Segment Start: GIVEN DATA

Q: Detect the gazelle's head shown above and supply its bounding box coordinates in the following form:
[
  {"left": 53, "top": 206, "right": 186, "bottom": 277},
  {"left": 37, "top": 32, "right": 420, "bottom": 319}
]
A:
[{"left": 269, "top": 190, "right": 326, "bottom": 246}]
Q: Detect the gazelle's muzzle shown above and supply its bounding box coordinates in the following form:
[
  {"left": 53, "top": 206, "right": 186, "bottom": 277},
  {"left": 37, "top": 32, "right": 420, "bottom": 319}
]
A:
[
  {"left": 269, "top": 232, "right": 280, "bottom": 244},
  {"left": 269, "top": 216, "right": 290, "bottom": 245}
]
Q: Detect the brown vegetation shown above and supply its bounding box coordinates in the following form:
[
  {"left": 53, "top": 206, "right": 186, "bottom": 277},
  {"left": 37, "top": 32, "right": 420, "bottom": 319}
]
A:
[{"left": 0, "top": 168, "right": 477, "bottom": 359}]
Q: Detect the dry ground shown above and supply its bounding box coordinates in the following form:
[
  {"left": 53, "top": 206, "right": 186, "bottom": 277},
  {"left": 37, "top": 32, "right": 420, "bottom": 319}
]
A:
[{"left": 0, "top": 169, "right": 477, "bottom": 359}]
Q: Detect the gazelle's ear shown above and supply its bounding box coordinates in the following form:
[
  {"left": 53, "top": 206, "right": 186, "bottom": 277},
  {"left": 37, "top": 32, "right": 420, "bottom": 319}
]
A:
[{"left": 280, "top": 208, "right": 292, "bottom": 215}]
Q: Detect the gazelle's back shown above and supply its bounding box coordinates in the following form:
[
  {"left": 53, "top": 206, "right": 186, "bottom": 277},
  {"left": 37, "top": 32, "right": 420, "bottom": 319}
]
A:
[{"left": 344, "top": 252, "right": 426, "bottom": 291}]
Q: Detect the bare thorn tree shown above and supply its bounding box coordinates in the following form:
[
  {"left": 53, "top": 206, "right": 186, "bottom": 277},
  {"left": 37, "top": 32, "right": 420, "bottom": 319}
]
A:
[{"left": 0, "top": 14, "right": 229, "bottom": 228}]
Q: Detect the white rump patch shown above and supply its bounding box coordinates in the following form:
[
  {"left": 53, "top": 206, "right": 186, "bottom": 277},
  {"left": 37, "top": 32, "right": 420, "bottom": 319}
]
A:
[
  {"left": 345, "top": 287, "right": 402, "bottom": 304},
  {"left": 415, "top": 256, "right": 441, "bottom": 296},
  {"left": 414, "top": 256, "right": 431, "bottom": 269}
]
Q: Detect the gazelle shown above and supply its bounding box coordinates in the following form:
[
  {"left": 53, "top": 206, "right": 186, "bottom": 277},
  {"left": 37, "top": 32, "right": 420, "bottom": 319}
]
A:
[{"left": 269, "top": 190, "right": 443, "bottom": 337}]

Segment End: GIVEN DATA

**EXERCISE DETAILS:** From the first line to the last, restate the data above exactly.

**REPLY:**
Q: Detect the gazelle's head shown above and supply its bounding box coordinates in the following form:
[
  {"left": 53, "top": 206, "right": 186, "bottom": 277},
  {"left": 37, "top": 32, "right": 420, "bottom": 319}
]
A:
[{"left": 269, "top": 190, "right": 326, "bottom": 246}]
Q: Detect the gazelle's muzzle shown above and supply its bounding box coordinates in the following form:
[
  {"left": 53, "top": 206, "right": 186, "bottom": 277},
  {"left": 37, "top": 32, "right": 420, "bottom": 319}
]
A:
[
  {"left": 269, "top": 232, "right": 280, "bottom": 244},
  {"left": 269, "top": 216, "right": 290, "bottom": 245}
]
Q: Detect the brown vegetation shown above and supply its bounding box coordinates in the following form:
[
  {"left": 53, "top": 206, "right": 186, "bottom": 277},
  {"left": 37, "top": 32, "right": 420, "bottom": 319}
]
A:
[{"left": 0, "top": 168, "right": 477, "bottom": 359}]
Q: Detect the dry ground shown above and supply its bounding box coordinates in the following form:
[
  {"left": 53, "top": 206, "right": 186, "bottom": 277},
  {"left": 37, "top": 32, "right": 420, "bottom": 319}
]
A:
[{"left": 0, "top": 169, "right": 477, "bottom": 359}]
Q: Detect the gazelle's ear shown above and supply its bounding box coordinates in the following form:
[
  {"left": 53, "top": 206, "right": 186, "bottom": 277},
  {"left": 37, "top": 32, "right": 420, "bottom": 319}
]
A:
[{"left": 280, "top": 208, "right": 292, "bottom": 215}]
Q: Detect the gazelle's back shown above and supply its bounding box coordinates in the following form:
[
  {"left": 53, "top": 206, "right": 186, "bottom": 277},
  {"left": 37, "top": 32, "right": 420, "bottom": 319}
]
A:
[{"left": 344, "top": 252, "right": 426, "bottom": 291}]
Q: Detect the bare thorn tree shown above and supply its bounding box coordinates in the following form:
[
  {"left": 53, "top": 206, "right": 186, "bottom": 277},
  {"left": 37, "top": 32, "right": 420, "bottom": 319}
]
A:
[{"left": 0, "top": 14, "right": 229, "bottom": 228}]
Q: Detect the white rump patch shown above and supply its bounding box coordinates in the following form:
[
  {"left": 53, "top": 206, "right": 186, "bottom": 277},
  {"left": 37, "top": 32, "right": 420, "bottom": 319}
]
A:
[
  {"left": 345, "top": 287, "right": 402, "bottom": 304},
  {"left": 415, "top": 256, "right": 441, "bottom": 296},
  {"left": 414, "top": 256, "right": 431, "bottom": 269}
]
Q: Detect the gazelle shown above and supply its bounding box coordinates in the following form:
[
  {"left": 53, "top": 206, "right": 186, "bottom": 277},
  {"left": 37, "top": 32, "right": 420, "bottom": 319}
]
A:
[{"left": 269, "top": 190, "right": 443, "bottom": 337}]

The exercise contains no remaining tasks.